### Encargo 1
En el texto sobre Cataluña antes de la independencia, ¿cuántas personas se dan la mano y con qué fin?
### Encargo 2
¿Concuerdan con el texto sobre Cataluña antes de la independencia estas afirmaciones? Responde sí o no a cada una y cita literalmente las palabras del texto que lo deciden. (a) Un profesor de gimnasia habla catalán en el Yaracuy. (b) Para crear una ilusión hace falta dinero. (c) El Mieres mencionado es el de Girona.
### Encargo 3
Continúa el texto sobre Cataluña antes de la independencia a partir de su última oración.

Cataluña antes de la independencia

La capacidad de crear ilusiones para sentirse como un pueblo

Cataluña antes de la independencia

Tendría que estar en Barcelona y estoy en Mieres. No en el Mieres de Girona, cerca del lago Banyoles, sino en el del Camín. De todas formas, aprovecho para practicar catalán en el Yaracuy. Lo habla, aunque sólo sea para tocar las narices, un profesor de gimnasia de los tiempos en que la gimnasia se llamaba gimnasia y no educación física. Debe de ser porque le van bien las cosas al Barça. Meterse en un templo de madridismo como el Yaracuy hablando catalán, manda narices. Están los tiempos un poco revueltos como para hacer profesión de fe de que te gusta Cataluña. Yo también lo hago. Ahora, con más razón. Cuando ser catalán encierra un ilusión que no se encuentra en el hecho de ser extremeño, ser vasco o ser asturiano. Que un millón de personas se den la mano, como si estuviesen bailando la danza prima, para unir la frontera norte del país con la sur, es un acto de fe. Una ilusión, como todos los actos de fe. Pero, como de ilusión también se vive, es una ilusión que embriaga. Luego, como la realidad aplasta, vendrá el referéndum -o la prohibición de llevar a cabo el referéndum- y Cataluña seguirá formando parte de España. Como Escocia del Reino Unido. Pero, la ilusión ya está creada. De nuevo, como en el 82, todo el mundo vuelve a hablar de Cataluña. Como un país. Como un lugar diferente. Pertenezca a donde pertenezca políticamente. Una ilusión que no crea España. Por más dinero que se invierta en la marca España. Para crear una ilusión no se necesita dinero. Se necesita, por ejemplo, a un millón de personas cogidas de las manos. Miles de gargantas cantando juntas "que no em sap cap greu / dur la boca tancada, / sou vosaltres que heu fet / del silenci paraules". Un niño subiendo a la cima de un castellet, aupado por cientos de castellers. La cima de un castellet, desde la que no se va a ninguna parte, pero puede verse el mundo.

### Datos mostrados

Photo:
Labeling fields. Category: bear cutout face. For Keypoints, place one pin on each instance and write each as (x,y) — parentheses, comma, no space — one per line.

### Resultado esperado 1
Un millón de personas, para unir la frontera norte del país con la sur.

### Resultado esperado 2
(a) Sí: "Lo habla, aunque sólo sea para tocar las narices, un profesor de gimnasia".
(b) No: "Para crear una ilusión no se necesita dinero."
(c) No: "No en el Mieres de Girona, cerca del lago Banyoles, sino en el del Camín."

### Resultado esperado 3
Por cosas como estas quería estar estos días en Barcelona. Por la misma razón por la que hice el Camino de Santiago. La misma por la que crucé, con "Los siete pilares de la sabiduría" bajo el brazo, el Wadi Rum. Idéntica a la que me llevó a cruzar los Alpes tras los pasos de Aníbal. O a bañarme en la playa de Matala, en el golfo de Messara, en Creta, mientras sonaba "where have all the flowers gone?" O a peregrinar a Lei Santei Marias de la Mar, a la ermita de Santa Sara -Sara Kali-, patrona del pueblo gitano. Y tantas otras. Que son siempre la misma. Por formar parte de una ilusión. Tan necesaria. Algo cada día más imposible de encontrar en Asturies. Y, ni pensarlo, en España. Podríamos echarle la culpa a nuestros políticos. Pero, no sirve la disculpa. Por muy triste que sea Javier Fernández y muy inútil Mariano Rajoy, los supera y los empeora Arthur Mas. Pero, los catalanes, más allá de las estupideces de sus políticos tienen la capacidad de crear ilusiones. De creer en sí mismo como pueblo. Con la misma fe que mueve a los caminantes a llegar a Santiago y, comprobar, una vez en Santiago, que lo importante ha sido el camino, no la meta. Este camino que emprende Cataluña es lo realmente hermoso. Aunque no lleve a ninguna parte. Porque sólo los pueblos con ilusión existen.